### TASK OBJECTIVE:
From the line containing "loader wheel, the" onward, every line of the entries is to be set down exactly, the last line included.

(Stored items from a collection)
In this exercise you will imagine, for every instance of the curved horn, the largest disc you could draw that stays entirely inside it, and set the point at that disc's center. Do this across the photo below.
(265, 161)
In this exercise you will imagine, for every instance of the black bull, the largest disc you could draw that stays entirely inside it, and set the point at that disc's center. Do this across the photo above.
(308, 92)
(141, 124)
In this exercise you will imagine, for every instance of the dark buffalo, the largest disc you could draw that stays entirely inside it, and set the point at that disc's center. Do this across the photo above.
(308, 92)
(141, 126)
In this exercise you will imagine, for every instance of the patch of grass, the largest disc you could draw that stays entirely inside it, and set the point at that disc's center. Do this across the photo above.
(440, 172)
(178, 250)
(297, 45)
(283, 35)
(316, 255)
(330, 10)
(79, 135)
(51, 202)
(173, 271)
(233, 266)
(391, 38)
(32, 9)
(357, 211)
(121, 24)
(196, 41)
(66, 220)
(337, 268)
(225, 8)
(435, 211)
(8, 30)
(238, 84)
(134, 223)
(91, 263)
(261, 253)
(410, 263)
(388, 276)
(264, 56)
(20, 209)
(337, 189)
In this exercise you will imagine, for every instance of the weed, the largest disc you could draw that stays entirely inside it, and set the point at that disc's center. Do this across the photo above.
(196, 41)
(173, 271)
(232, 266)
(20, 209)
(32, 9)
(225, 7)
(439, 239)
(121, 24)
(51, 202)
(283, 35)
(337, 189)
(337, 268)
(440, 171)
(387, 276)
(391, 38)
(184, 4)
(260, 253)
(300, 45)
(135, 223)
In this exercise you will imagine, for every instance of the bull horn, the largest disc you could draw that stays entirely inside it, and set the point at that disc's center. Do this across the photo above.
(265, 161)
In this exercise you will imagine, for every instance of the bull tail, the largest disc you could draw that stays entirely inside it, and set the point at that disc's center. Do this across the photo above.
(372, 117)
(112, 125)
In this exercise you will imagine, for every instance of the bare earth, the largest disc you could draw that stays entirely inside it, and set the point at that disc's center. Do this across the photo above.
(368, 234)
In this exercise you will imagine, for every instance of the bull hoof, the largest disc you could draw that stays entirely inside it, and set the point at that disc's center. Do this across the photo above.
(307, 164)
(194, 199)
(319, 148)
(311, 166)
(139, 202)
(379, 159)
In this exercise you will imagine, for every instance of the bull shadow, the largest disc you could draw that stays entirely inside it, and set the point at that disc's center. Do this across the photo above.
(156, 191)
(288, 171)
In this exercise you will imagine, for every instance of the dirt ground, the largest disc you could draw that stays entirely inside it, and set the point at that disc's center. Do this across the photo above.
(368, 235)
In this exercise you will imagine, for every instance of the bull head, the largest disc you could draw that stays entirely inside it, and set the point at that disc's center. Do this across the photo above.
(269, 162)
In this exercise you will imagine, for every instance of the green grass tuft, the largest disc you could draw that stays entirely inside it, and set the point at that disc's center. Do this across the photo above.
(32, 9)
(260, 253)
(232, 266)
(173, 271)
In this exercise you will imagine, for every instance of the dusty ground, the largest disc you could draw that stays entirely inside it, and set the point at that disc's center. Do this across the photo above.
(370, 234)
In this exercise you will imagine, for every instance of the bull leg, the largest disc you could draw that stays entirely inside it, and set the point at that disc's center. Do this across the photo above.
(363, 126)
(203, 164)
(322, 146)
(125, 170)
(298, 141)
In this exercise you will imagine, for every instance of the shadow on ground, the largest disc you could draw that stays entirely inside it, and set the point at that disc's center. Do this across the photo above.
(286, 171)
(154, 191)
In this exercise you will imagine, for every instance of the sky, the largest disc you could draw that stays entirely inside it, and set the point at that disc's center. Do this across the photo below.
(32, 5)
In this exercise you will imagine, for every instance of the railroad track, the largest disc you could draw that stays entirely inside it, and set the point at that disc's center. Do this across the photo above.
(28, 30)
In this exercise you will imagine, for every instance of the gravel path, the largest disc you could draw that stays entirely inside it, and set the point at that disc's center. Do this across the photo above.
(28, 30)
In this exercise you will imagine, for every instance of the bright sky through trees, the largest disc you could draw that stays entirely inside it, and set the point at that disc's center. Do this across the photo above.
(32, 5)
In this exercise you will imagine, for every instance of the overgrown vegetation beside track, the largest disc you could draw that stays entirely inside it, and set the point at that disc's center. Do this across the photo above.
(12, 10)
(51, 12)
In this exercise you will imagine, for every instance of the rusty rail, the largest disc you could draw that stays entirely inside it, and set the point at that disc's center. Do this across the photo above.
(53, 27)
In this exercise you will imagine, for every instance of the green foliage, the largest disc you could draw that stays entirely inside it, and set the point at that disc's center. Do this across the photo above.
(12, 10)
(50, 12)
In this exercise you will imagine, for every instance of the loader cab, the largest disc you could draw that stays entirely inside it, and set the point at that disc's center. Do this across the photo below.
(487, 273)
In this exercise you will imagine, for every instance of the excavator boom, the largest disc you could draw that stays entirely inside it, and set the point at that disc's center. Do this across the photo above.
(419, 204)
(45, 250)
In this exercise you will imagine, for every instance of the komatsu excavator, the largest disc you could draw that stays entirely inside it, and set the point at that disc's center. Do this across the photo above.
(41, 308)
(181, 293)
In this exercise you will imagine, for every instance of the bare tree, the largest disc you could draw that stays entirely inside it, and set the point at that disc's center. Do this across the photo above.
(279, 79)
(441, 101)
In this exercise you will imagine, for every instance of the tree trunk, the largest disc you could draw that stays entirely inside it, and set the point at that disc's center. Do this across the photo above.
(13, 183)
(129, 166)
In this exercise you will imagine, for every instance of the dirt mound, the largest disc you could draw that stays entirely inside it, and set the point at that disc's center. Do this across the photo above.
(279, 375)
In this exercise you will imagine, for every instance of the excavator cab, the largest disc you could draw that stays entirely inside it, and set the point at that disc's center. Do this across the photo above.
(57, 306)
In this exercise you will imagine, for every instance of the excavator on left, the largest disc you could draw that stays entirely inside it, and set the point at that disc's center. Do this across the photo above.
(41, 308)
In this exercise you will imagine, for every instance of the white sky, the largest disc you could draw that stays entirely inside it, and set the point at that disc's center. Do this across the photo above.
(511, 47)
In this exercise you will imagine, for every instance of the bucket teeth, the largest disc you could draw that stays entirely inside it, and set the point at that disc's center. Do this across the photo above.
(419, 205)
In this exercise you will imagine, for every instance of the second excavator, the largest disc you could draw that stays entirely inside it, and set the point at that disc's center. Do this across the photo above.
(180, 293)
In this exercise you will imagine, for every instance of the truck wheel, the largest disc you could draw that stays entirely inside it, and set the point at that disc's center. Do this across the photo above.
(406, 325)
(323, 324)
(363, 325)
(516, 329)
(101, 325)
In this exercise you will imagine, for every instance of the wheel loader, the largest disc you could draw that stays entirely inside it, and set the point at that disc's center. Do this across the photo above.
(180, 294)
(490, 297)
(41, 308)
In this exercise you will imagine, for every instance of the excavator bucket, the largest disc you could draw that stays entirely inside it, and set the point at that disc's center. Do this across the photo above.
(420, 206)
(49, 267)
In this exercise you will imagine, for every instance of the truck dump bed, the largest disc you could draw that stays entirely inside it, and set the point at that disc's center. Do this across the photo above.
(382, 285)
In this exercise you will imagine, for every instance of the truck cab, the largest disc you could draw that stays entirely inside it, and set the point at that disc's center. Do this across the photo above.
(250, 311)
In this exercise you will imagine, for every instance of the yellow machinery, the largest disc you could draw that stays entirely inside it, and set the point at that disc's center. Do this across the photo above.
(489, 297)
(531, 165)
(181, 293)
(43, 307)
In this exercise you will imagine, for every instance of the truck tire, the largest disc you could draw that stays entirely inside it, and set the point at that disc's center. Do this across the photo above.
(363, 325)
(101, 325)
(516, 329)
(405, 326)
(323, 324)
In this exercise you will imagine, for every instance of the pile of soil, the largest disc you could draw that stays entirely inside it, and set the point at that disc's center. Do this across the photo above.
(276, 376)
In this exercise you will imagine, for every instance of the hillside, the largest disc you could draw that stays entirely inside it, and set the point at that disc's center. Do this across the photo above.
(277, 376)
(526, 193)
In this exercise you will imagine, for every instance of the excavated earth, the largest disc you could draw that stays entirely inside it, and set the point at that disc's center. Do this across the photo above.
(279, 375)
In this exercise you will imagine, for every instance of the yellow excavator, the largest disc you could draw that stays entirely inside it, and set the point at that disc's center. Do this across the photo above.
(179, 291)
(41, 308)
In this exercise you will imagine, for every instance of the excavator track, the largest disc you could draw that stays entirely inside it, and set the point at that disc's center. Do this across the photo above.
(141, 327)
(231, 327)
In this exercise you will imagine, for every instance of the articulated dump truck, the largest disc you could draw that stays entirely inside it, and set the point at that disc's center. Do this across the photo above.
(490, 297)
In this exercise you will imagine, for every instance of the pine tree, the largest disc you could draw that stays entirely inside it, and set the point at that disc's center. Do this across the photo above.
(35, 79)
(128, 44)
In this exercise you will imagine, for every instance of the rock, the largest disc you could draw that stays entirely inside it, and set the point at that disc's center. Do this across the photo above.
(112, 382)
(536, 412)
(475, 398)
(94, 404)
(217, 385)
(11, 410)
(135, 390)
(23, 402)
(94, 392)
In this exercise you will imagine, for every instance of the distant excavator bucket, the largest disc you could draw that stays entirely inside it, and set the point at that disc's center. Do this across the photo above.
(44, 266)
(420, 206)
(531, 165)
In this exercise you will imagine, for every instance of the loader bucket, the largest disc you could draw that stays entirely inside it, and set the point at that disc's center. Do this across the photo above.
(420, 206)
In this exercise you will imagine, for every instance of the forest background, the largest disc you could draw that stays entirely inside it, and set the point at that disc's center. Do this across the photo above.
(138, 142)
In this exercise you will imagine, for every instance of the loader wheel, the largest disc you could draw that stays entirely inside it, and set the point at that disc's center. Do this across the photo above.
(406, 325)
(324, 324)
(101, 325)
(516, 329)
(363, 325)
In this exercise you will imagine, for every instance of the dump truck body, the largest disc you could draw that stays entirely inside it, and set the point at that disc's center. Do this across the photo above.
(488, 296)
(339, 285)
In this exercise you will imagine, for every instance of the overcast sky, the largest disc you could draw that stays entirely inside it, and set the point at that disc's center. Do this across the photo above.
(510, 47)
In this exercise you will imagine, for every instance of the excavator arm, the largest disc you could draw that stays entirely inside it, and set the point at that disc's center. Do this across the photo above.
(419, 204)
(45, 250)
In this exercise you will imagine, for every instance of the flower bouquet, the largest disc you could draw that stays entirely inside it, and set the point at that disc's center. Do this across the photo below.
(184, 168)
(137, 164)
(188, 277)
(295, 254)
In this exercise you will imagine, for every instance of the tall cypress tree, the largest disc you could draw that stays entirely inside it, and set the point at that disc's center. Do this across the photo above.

### OUTPUT OF THE TASK:
In this exercise you will imagine, for every instance of the loader wheel, the largest disc you could draw that stays entirely inside it, and set the point at that disc's center. Do this across the photo above.
(406, 325)
(324, 324)
(101, 325)
(516, 329)
(363, 325)
In this exercise you will imagine, for every instance of the dump truck body, the largest disc you could draw that stays entirely inside it, and set the point at that disc's center. Do this across the photo above.
(488, 296)
(339, 285)
In this exercise you will imagine, for every instance of the overcast sky, the largest disc you could draw that stays entirely inside it, and set the point at that disc's center. Do this across the photo above.
(510, 47)
In this exercise you will imagine, for every instance of the excavator arm, the largest disc you could draw that stays entirely inside it, and set the point at that disc's center. Do this across the photo above.
(419, 204)
(45, 250)
In this exercise you will imagine, for every instance of the flower bouquet, the largest disc you could draw that stays entirely inside it, and set the point at that disc's center. Do this across the photo below.
(184, 168)
(137, 164)
(188, 277)
(295, 254)
In this exercise you will imagine, for every instance of the tall cypress tree, the largest disc you could draw that stays entirely inside it, and set the point at that disc's center. Do this across the photo above.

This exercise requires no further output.